What you will do:
Rescale the items below from the line containing "If you could put a dot on the wooden" through the end of the items, giving every line again with the requests unchanged and each x and y coordinate in the answers multiplied by 0.8 and rounded to a whole number, halves rounding up. Leave the pictures out of your reply.

(Dataset excerpts on object pointing)
## Start

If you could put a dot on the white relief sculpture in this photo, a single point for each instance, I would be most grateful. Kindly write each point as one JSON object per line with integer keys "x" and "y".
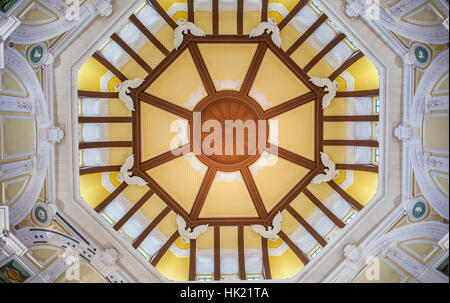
{"x": 330, "y": 172}
{"x": 272, "y": 27}
{"x": 189, "y": 233}
{"x": 124, "y": 89}
{"x": 125, "y": 176}
{"x": 271, "y": 232}
{"x": 184, "y": 27}
{"x": 331, "y": 88}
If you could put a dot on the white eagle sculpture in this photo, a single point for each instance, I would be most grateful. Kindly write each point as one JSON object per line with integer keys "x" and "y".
{"x": 272, "y": 27}
{"x": 189, "y": 234}
{"x": 125, "y": 175}
{"x": 330, "y": 87}
{"x": 184, "y": 27}
{"x": 271, "y": 232}
{"x": 330, "y": 172}
{"x": 124, "y": 89}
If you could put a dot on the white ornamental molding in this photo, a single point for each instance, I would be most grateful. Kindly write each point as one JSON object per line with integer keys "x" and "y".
{"x": 331, "y": 88}
{"x": 330, "y": 172}
{"x": 125, "y": 175}
{"x": 124, "y": 91}
{"x": 271, "y": 232}
{"x": 184, "y": 27}
{"x": 271, "y": 26}
{"x": 189, "y": 234}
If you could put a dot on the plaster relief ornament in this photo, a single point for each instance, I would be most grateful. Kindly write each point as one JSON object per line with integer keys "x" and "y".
{"x": 125, "y": 176}
{"x": 271, "y": 232}
{"x": 330, "y": 87}
{"x": 330, "y": 172}
{"x": 184, "y": 27}
{"x": 272, "y": 27}
{"x": 124, "y": 90}
{"x": 189, "y": 234}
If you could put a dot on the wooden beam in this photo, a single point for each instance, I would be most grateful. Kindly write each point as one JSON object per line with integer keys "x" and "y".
{"x": 370, "y": 143}
{"x": 98, "y": 169}
{"x": 360, "y": 93}
{"x": 290, "y": 156}
{"x": 297, "y": 251}
{"x": 164, "y": 248}
{"x": 97, "y": 95}
{"x": 111, "y": 197}
{"x": 253, "y": 69}
{"x": 353, "y": 203}
{"x": 241, "y": 253}
{"x": 192, "y": 259}
{"x": 131, "y": 52}
{"x": 202, "y": 69}
{"x": 323, "y": 208}
{"x": 102, "y": 60}
{"x": 86, "y": 145}
{"x": 149, "y": 35}
{"x": 359, "y": 167}
{"x": 134, "y": 209}
{"x": 254, "y": 193}
{"x": 292, "y": 13}
{"x": 349, "y": 62}
{"x": 265, "y": 255}
{"x": 306, "y": 225}
{"x": 202, "y": 193}
{"x": 324, "y": 51}
{"x": 150, "y": 227}
{"x": 165, "y": 105}
{"x": 162, "y": 13}
{"x": 358, "y": 118}
{"x": 217, "y": 253}
{"x": 306, "y": 34}
{"x": 105, "y": 119}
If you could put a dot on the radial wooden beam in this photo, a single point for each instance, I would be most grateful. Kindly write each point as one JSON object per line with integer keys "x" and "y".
{"x": 324, "y": 51}
{"x": 98, "y": 169}
{"x": 192, "y": 259}
{"x": 290, "y": 105}
{"x": 265, "y": 255}
{"x": 165, "y": 105}
{"x": 352, "y": 201}
{"x": 370, "y": 143}
{"x": 360, "y": 93}
{"x": 162, "y": 13}
{"x": 297, "y": 251}
{"x": 253, "y": 69}
{"x": 149, "y": 35}
{"x": 241, "y": 253}
{"x": 150, "y": 227}
{"x": 97, "y": 95}
{"x": 306, "y": 34}
{"x": 359, "y": 167}
{"x": 254, "y": 193}
{"x": 202, "y": 193}
{"x": 102, "y": 60}
{"x": 131, "y": 52}
{"x": 306, "y": 225}
{"x": 164, "y": 248}
{"x": 323, "y": 208}
{"x": 164, "y": 158}
{"x": 111, "y": 197}
{"x": 292, "y": 13}
{"x": 86, "y": 145}
{"x": 290, "y": 156}
{"x": 202, "y": 69}
{"x": 134, "y": 209}
{"x": 358, "y": 118}
{"x": 349, "y": 62}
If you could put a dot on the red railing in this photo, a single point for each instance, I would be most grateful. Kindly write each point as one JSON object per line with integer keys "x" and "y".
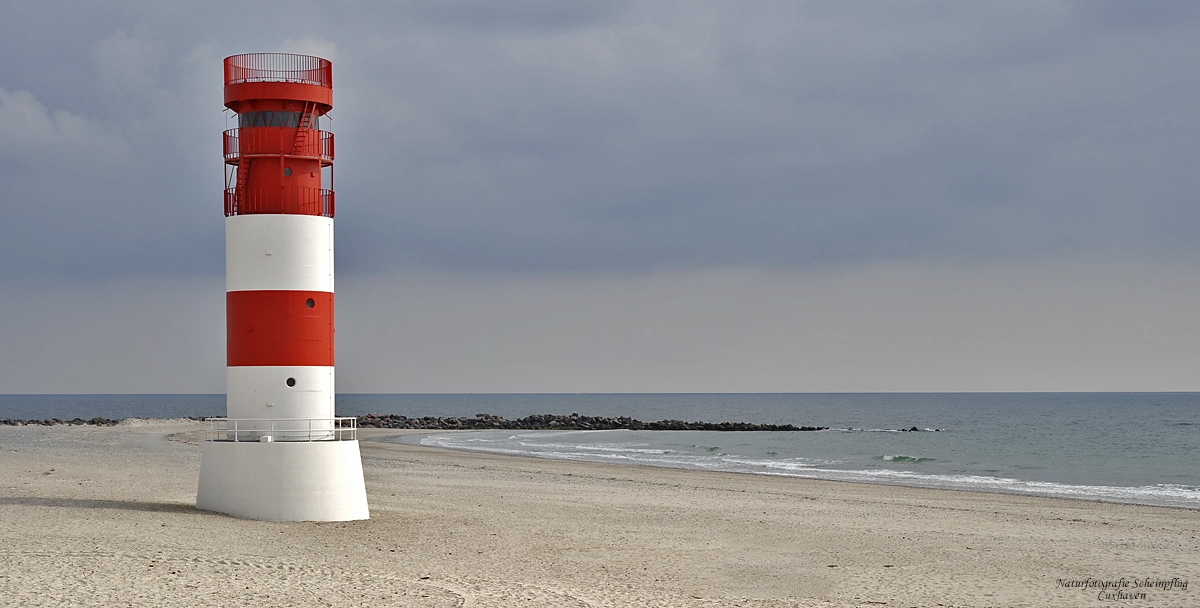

## End

Answer to the problem:
If you could put a dot on the wooden beam in this photo, a single point for each instance, I would be most grateful. Kindly write each point as one JSON object per line with integer keys "x" and "y".
{"x": 296, "y": 114}
{"x": 78, "y": 135}
{"x": 288, "y": 74}
{"x": 232, "y": 125}
{"x": 238, "y": 201}
{"x": 131, "y": 198}
{"x": 78, "y": 76}
{"x": 89, "y": 158}
{"x": 202, "y": 55}
{"x": 282, "y": 162}
{"x": 193, "y": 202}
{"x": 154, "y": 207}
{"x": 105, "y": 42}
{"x": 162, "y": 55}
{"x": 258, "y": 166}
{"x": 82, "y": 48}
{"x": 69, "y": 116}
{"x": 119, "y": 28}
{"x": 287, "y": 134}
{"x": 107, "y": 167}
{"x": 203, "y": 154}
{"x": 234, "y": 10}
{"x": 279, "y": 50}
{"x": 212, "y": 204}
{"x": 245, "y": 180}
{"x": 162, "y": 154}
{"x": 259, "y": 41}
{"x": 120, "y": 182}
{"x": 132, "y": 84}
{"x": 130, "y": 10}
{"x": 286, "y": 94}
{"x": 174, "y": 202}
{"x": 245, "y": 27}
{"x": 84, "y": 95}
If you could put a dot on the radial wooden beam in this photo, a single point for each instance, I would be most grateful. Kindly write each point as one JSON object per line with integer keys "x" and "y".
{"x": 259, "y": 41}
{"x": 78, "y": 135}
{"x": 154, "y": 207}
{"x": 232, "y": 84}
{"x": 212, "y": 204}
{"x": 132, "y": 84}
{"x": 282, "y": 161}
{"x": 296, "y": 114}
{"x": 288, "y": 74}
{"x": 130, "y": 10}
{"x": 238, "y": 201}
{"x": 202, "y": 55}
{"x": 119, "y": 28}
{"x": 193, "y": 202}
{"x": 120, "y": 182}
{"x": 78, "y": 76}
{"x": 245, "y": 27}
{"x": 287, "y": 134}
{"x": 203, "y": 154}
{"x": 162, "y": 154}
{"x": 82, "y": 48}
{"x": 105, "y": 42}
{"x": 245, "y": 180}
{"x": 131, "y": 198}
{"x": 258, "y": 166}
{"x": 131, "y": 126}
{"x": 89, "y": 158}
{"x": 234, "y": 10}
{"x": 69, "y": 116}
{"x": 232, "y": 125}
{"x": 162, "y": 55}
{"x": 107, "y": 167}
{"x": 286, "y": 94}
{"x": 279, "y": 50}
If you could put a dot on the red railing in this photo, a single point for each instance, I would be most grateful. Kindly write each point as one JSON object per line with integer keys "x" and "y".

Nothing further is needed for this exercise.